§ Your assignment
In the entries below, find the line with "Pick out the wooden" and print exactly every line from there up to and including the line with "Pick out the large", with no other lines.

◇ ◇ ◇ ◇

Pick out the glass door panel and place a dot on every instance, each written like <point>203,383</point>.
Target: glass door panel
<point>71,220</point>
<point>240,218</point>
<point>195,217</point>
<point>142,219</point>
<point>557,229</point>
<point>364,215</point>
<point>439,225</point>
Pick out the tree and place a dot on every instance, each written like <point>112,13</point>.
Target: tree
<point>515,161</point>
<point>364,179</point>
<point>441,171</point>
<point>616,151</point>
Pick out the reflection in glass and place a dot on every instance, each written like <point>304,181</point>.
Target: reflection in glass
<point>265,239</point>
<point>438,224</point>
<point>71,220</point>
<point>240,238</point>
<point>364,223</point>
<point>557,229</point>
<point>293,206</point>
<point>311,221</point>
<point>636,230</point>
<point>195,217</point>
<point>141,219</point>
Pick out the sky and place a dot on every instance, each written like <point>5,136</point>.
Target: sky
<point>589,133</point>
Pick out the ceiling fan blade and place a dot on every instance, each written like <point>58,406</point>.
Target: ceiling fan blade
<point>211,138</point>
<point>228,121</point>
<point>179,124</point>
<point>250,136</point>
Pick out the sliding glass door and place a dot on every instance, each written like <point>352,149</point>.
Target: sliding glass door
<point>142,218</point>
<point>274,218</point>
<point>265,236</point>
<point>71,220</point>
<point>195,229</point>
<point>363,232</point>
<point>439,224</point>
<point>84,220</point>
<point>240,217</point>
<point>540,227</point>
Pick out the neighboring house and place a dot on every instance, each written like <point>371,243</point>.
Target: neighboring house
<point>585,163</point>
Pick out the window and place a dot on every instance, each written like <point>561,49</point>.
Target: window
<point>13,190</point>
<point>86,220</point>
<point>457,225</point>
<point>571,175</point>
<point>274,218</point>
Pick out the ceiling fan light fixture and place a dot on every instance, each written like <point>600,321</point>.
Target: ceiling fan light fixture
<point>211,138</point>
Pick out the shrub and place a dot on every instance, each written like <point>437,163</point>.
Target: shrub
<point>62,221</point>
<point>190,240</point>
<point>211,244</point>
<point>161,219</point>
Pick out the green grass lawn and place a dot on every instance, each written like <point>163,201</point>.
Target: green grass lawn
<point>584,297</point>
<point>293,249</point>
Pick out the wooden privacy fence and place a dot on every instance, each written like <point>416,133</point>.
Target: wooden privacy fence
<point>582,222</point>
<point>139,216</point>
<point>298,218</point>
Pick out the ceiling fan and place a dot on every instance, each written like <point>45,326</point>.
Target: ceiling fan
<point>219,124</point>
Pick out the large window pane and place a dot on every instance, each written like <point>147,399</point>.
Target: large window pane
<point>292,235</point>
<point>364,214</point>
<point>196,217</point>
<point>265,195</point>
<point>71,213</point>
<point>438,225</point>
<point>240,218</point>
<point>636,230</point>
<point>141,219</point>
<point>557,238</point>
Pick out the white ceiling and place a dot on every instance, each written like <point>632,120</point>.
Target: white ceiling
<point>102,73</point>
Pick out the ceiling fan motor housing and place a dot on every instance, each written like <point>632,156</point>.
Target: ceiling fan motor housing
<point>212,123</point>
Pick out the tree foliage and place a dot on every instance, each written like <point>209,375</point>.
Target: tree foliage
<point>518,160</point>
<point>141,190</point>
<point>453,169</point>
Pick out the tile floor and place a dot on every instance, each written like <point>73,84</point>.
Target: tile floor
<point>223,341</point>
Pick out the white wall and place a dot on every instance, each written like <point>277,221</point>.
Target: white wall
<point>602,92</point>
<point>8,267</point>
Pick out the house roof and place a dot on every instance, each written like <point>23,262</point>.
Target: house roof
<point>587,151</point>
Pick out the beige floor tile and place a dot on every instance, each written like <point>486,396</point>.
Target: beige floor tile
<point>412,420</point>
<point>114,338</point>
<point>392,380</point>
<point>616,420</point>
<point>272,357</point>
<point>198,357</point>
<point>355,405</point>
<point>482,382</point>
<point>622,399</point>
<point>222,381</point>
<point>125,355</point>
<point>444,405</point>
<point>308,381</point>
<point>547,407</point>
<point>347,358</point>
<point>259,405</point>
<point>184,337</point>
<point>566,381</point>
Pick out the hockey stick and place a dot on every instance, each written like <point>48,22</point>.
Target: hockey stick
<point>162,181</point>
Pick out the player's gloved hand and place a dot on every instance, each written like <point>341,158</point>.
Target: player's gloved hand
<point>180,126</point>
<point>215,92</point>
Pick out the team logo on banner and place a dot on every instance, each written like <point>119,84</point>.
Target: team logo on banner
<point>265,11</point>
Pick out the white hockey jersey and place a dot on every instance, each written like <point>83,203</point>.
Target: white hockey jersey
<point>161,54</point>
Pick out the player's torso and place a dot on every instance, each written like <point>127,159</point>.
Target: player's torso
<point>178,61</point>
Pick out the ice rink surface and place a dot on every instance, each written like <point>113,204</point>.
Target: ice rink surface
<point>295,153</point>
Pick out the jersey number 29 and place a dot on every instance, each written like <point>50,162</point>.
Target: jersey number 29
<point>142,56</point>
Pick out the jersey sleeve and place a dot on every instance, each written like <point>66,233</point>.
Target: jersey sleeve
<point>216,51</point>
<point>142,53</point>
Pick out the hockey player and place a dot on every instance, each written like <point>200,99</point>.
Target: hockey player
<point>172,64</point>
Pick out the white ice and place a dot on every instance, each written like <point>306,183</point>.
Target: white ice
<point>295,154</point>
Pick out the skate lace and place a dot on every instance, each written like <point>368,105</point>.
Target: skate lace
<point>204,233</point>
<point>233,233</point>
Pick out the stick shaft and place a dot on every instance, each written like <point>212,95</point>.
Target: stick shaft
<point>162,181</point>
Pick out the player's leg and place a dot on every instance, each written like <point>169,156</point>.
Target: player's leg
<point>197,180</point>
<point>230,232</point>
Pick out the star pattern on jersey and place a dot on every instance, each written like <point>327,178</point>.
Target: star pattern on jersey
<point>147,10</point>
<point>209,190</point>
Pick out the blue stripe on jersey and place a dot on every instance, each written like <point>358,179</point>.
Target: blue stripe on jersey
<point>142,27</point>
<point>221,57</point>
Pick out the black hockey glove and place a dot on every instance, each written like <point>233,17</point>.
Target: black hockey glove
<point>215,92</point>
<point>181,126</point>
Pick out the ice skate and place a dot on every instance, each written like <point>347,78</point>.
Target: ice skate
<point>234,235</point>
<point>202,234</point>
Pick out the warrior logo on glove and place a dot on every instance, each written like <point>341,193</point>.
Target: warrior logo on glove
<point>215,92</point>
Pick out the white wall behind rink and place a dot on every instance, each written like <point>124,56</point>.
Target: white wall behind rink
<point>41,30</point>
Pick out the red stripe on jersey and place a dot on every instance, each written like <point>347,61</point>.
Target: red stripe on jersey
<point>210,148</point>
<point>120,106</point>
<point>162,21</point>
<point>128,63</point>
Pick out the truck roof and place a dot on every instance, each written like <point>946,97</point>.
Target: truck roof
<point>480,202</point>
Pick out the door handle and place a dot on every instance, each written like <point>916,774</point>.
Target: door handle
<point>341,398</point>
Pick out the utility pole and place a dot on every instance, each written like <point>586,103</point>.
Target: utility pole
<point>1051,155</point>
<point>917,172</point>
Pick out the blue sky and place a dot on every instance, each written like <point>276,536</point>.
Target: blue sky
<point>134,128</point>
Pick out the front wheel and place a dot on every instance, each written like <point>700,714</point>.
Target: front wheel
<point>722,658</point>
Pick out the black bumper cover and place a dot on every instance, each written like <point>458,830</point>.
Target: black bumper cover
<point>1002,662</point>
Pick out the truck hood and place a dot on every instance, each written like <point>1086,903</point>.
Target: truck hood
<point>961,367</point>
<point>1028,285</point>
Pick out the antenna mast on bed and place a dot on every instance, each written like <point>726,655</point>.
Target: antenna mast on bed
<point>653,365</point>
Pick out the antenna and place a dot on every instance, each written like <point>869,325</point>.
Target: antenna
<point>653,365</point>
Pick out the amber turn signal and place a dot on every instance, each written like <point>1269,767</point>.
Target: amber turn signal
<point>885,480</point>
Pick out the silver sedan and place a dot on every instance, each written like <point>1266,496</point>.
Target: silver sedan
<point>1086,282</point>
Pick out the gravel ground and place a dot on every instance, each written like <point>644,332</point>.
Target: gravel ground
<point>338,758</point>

◇ ◇ ◇ ◇

§ Your response
Pick out the wooden privacy fence and place a dot on every instance, each written like <point>416,133</point>.
Target: wooden privacy fence
<point>582,222</point>
<point>139,216</point>
<point>298,218</point>
Pick out the ceiling fan and place a dot on every instance, each written like <point>45,326</point>.
Target: ceiling fan
<point>219,124</point>
Pick out the large window pane and place a dot on every instance, each written like <point>147,399</point>.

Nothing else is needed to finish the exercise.